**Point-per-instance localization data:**
↓

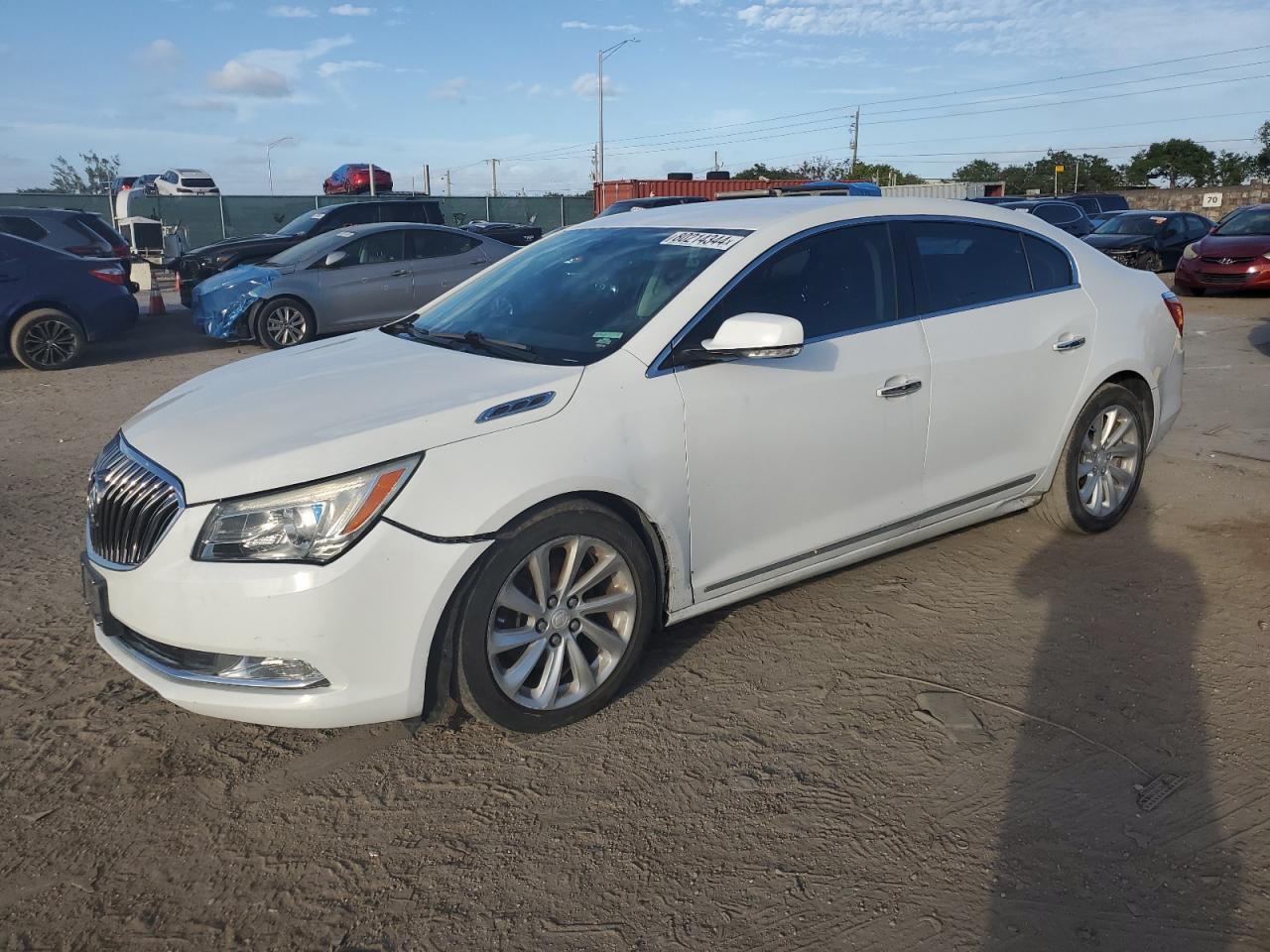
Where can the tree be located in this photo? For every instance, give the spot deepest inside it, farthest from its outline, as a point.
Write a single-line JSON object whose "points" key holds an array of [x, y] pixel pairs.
{"points": [[95, 178], [1179, 160], [978, 171]]}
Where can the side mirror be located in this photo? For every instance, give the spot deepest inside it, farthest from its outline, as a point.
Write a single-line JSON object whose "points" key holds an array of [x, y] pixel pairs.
{"points": [[756, 335]]}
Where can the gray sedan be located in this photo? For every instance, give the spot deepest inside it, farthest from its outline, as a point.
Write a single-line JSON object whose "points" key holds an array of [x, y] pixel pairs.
{"points": [[340, 281]]}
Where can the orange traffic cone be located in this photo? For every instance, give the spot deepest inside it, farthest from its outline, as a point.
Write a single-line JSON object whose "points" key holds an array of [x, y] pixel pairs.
{"points": [[157, 304]]}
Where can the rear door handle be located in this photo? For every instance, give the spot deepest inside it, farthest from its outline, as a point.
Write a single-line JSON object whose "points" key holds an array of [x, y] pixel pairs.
{"points": [[1069, 343], [905, 389]]}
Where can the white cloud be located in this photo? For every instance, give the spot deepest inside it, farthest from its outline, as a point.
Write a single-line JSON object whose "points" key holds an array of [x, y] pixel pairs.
{"points": [[587, 86], [451, 90], [334, 68], [162, 54], [238, 77], [608, 27]]}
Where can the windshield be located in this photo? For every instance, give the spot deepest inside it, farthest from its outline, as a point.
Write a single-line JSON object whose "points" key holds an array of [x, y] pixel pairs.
{"points": [[1133, 225], [313, 248], [1246, 223], [578, 295], [302, 225]]}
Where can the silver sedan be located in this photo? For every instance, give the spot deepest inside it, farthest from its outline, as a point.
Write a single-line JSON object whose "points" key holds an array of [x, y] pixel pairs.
{"points": [[340, 281]]}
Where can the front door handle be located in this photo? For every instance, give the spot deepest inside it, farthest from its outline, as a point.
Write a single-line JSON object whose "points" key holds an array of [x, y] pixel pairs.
{"points": [[1069, 343], [903, 389]]}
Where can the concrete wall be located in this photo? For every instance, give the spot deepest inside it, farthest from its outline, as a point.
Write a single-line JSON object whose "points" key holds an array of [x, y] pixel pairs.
{"points": [[1192, 199]]}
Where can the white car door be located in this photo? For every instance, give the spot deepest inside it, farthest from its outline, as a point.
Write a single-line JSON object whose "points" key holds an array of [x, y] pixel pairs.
{"points": [[802, 458], [1010, 334]]}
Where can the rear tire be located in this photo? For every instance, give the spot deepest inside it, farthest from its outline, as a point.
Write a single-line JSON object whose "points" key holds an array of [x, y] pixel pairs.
{"points": [[554, 620], [48, 339], [285, 322], [1101, 465]]}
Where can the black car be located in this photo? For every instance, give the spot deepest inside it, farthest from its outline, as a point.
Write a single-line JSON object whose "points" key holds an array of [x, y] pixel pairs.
{"points": [[1062, 214], [506, 231], [202, 263], [1152, 241], [1095, 202], [631, 204]]}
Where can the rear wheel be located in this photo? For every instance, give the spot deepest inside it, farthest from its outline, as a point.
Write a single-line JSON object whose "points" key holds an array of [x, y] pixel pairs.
{"points": [[285, 322], [48, 339], [556, 620], [1101, 465]]}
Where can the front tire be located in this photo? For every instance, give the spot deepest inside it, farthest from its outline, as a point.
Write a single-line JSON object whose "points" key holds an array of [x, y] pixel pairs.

↑

**WORK TASK:**
Search the entries for the word "tire". Copy every line where it occurs.

**WRITTEN REPLY:**
Where can the rear tire be located in this photo? For every instance, give the spot deepest inside it, farthest from its outline, as a point.
Where can the front tire be located in this photo? For every instance, give the spot deepest inside it, farthest from its outline, as a point.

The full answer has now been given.